Selection:

1840…

We are in the middle of various renovations of the old house. It is a constant process, but there is a particular burst of activity at present.

  • New ceilings (one collapsed a couple of weeks ago, so we are being extra careful!)
  • Redecorating Emily’s room. This was the first room we decorated when we moved here- so I reckon this is some kind of milestone- the first part of the house we have decorated twice.

  • New kitchen flooring. We had discovered that flotex, even though it is very expensive, is impossible to keep clean.
  • Clearing out all sorts of accumulations of toys, books and clutter to make space for new things to happen. Including (gulp) the cellar, which is chock full of things- wood, bits of metal, almost empty paint tins, broken furniture- that might have come in useful. But now we need the space to install a kiln.

And in stripping back the surface coverings of this old house, you always come face to face with it’s mostly mysterious past. The flowery pencil marks of workmen on the bare horsehair plaster, old brass fittings from doors long gone, bell circuits to summon servants, all hidden under bad renovations done to the building in the 1960s and 70s when the house was a converted into a guest house.

It is impossible not to wonder at the lives lived by previous generations in our old houses.

This house was built in 1840, in a small town on the up. A regular ferry service was established across the Clyde around 1820, and by the 1840’s you could travel direct from Glasgow to Dunoon courtesy of the new fangled steamers. It became fashionable for prosperous Glasgow merchants to have a house ‘doon the watter’ for weekends and holy days. Merchants whose prosperity rested on the commerce of an expanding empire- whose booty poured into Glasgow from plantations of sugar, cotton and tea. A prosperity that rested on the back of slavery and oppression.

Data excerpts:
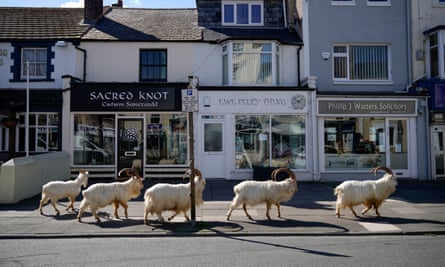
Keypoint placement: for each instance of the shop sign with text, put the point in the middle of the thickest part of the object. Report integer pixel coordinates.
(367, 107)
(123, 99)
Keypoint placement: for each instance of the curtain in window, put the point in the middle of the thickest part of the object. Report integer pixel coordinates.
(252, 63)
(368, 62)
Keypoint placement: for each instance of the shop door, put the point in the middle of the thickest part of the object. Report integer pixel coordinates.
(397, 137)
(212, 148)
(437, 143)
(130, 144)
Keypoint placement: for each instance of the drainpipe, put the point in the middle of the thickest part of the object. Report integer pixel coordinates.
(298, 65)
(285, 13)
(84, 52)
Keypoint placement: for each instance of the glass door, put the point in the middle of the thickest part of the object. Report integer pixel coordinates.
(397, 137)
(437, 143)
(130, 144)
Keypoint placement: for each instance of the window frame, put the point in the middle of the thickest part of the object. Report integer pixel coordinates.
(234, 5)
(379, 2)
(343, 2)
(18, 64)
(347, 55)
(33, 64)
(162, 68)
(228, 63)
(439, 46)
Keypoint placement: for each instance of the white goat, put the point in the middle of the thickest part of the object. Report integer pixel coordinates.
(102, 194)
(369, 193)
(173, 197)
(56, 190)
(270, 192)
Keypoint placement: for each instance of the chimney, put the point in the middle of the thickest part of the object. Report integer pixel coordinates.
(93, 10)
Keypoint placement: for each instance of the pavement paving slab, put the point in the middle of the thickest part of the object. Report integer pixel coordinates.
(415, 208)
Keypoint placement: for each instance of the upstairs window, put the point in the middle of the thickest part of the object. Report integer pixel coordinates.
(247, 63)
(37, 58)
(366, 63)
(242, 13)
(343, 2)
(153, 65)
(436, 54)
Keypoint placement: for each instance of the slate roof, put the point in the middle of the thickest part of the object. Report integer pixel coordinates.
(41, 23)
(219, 34)
(128, 24)
(125, 24)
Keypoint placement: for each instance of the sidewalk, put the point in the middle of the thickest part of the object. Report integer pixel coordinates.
(415, 208)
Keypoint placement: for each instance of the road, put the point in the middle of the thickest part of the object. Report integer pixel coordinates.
(231, 251)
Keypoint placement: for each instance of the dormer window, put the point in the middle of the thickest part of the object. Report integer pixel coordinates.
(242, 13)
(250, 63)
(37, 59)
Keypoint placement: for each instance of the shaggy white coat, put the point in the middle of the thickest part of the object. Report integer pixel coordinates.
(102, 194)
(172, 197)
(56, 190)
(252, 193)
(369, 193)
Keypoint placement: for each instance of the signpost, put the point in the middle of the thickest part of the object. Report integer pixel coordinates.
(190, 105)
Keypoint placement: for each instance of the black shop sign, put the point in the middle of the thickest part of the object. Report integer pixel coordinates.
(125, 99)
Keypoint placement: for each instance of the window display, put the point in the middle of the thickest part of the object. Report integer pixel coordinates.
(270, 141)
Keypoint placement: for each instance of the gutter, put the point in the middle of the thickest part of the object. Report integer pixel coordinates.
(84, 52)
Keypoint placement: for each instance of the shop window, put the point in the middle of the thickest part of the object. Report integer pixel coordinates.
(94, 139)
(436, 54)
(153, 65)
(37, 60)
(364, 63)
(270, 141)
(343, 2)
(354, 143)
(242, 13)
(167, 139)
(43, 132)
(379, 2)
(250, 63)
(4, 138)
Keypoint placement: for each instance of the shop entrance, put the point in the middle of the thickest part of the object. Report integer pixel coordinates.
(438, 150)
(130, 144)
(212, 146)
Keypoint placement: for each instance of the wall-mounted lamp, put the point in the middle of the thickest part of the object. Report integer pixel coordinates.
(325, 55)
(61, 43)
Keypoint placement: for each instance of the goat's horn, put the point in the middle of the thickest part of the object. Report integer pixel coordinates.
(386, 169)
(287, 170)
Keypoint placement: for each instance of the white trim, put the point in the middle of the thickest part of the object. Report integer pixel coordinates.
(343, 3)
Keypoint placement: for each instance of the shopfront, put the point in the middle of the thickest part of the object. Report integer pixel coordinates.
(357, 134)
(116, 126)
(239, 131)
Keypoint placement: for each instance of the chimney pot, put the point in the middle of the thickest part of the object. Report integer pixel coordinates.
(92, 10)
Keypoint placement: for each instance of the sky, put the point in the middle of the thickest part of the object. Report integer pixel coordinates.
(79, 3)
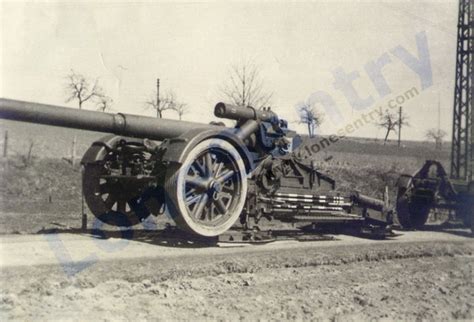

What is required:
Please answer these questions from the passage about the old house:
(a) What problem with the flotex led to new kitchen flooring?
(b) What is the space in the cellar needed for?
(c) Around what year was a regular ferry service established across the Clyde?
The records were taken from a different source.

Response:
(a) It proved impossible to keep clean.
(b) To install a kiln.
(c) Around 1820.